EXERCISE TASK 1
Count the lines of the records that contain the string "fence". Give only the number.

SOURCE EXCERPT
Just wondering is anyone else sick of crows and magpies.

 

I've got a beautiful back yard , It's got a big pond and waterfall with lots of grass and rock work. I have about 10 bird feeders out there too. But for the life of me alls that comes to my yard is crows and magpies its sad no little songbirds of any kind except pieces of them left all over my waterfall rocks and am sick of it.

 

Garbage day is really nice with a murder of about 40 crows sitting up shop across the close from us. Anybody know anything that will keep them away because am about ready to stick the barrel of my 7MM out my window even though I live in the middle of suburbia.

 

How stupid are these people that run our government anyways I remember as a kid you would never see crows or magpies in towns because they knew to stay away from people. we used to hunt them for a bounty actually.

 

Guess its time to start using the old drilling rig trick of putting caustic inside of something and letting them eat it

Posted

How stupid are these people that run our government anyways I remember as a kid you would never see crows or magpies in towns because they knew to stay away from people. we used to hunt them for a bounty actually.

Yeah, crows and magpies suck...but I'm not sure what you are getting at here. My grandpa used to shoot magpies out of his bedroom window in west-end Edmonton all the time. It wasn't legal then, and it certainly isn't now. Government (likely with the support of local police) not wanting people to shoot off weapons in urban areas seems like a pretty good idea to me.

Posted

Someone told me that if you put up a life size replica of an owl that will keep them away. Not sure if it works or not but a buddy of mine on an acreage says it works.

Posted

Crows and magpies are scarce in Rocky. They have been driven out by Ravens. Ravens are not native species but have moved from BC into Alberta over the past 50 years. Our songbirds are gone as well.

Magpies and crows can be killed where ever access is available. Ravens were managed differently. Not sure what is legal now.

One thing that works are raven traps.

The waste dump west of Rocky feeds hundreds of Ravens thereby keeping them alive all winter allowing the to prey at will on songbirds.

A friend just hated the damn things. A&W foil wrap in a raven beak was just close enough to short our downtown power lines regularly. Problem solved. A&W changed to a paper bag - now the Ravens don't get thinned out by Trans Alta power.

 

Don

Posted

What Don said too....

 

They are pests for sure and eat a LOT of small birds like goldfinches, house finches etc.

 

bcube said, "maybe we're returning to a normal level of magpies and crows, since there's less of them being shot for being 'annoying'"

RECORDED INFORMATION

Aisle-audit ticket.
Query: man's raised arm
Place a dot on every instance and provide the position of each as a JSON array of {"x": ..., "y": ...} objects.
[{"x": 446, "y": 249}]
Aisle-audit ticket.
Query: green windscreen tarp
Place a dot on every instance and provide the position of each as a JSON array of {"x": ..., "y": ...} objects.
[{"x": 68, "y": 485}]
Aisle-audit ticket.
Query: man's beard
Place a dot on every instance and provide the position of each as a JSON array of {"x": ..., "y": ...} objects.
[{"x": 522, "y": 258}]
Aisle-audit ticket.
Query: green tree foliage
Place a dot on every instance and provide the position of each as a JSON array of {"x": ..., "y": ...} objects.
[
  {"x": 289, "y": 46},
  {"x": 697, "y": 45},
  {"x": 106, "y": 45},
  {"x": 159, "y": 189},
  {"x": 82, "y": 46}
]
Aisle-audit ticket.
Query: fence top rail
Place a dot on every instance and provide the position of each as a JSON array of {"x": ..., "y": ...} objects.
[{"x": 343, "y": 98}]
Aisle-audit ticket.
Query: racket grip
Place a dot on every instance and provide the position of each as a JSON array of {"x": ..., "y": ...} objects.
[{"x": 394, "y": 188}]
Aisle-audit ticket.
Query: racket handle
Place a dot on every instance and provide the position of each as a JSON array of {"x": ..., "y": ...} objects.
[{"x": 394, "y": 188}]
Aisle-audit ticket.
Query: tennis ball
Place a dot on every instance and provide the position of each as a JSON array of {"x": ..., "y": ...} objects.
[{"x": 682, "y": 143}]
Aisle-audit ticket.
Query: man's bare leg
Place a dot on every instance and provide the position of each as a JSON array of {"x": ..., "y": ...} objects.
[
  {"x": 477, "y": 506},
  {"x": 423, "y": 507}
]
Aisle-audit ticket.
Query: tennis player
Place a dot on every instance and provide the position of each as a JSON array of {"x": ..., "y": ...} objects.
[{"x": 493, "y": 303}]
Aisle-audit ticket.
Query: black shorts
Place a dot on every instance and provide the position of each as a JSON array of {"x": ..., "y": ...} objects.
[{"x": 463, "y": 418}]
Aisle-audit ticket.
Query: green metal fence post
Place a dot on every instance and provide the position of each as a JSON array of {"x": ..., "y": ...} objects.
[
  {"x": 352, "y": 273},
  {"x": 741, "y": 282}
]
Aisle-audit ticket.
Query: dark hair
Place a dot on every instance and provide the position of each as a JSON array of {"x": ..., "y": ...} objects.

EXERCISE TASK 2
Answer these questions using the forum thread about crows and magpies:
(a) About how many bird feeders does the person with the pond and waterfall have in the back yard?
(b) From where did the grandpa shoot magpies?
(c) From which province have ravens moved into Alberta?

CORRECT RESPONSE 1
2

CORRECT RESPONSE 2
(a) About 10.
(b) His bedroom window in west-end Edmonton.
(c) BC.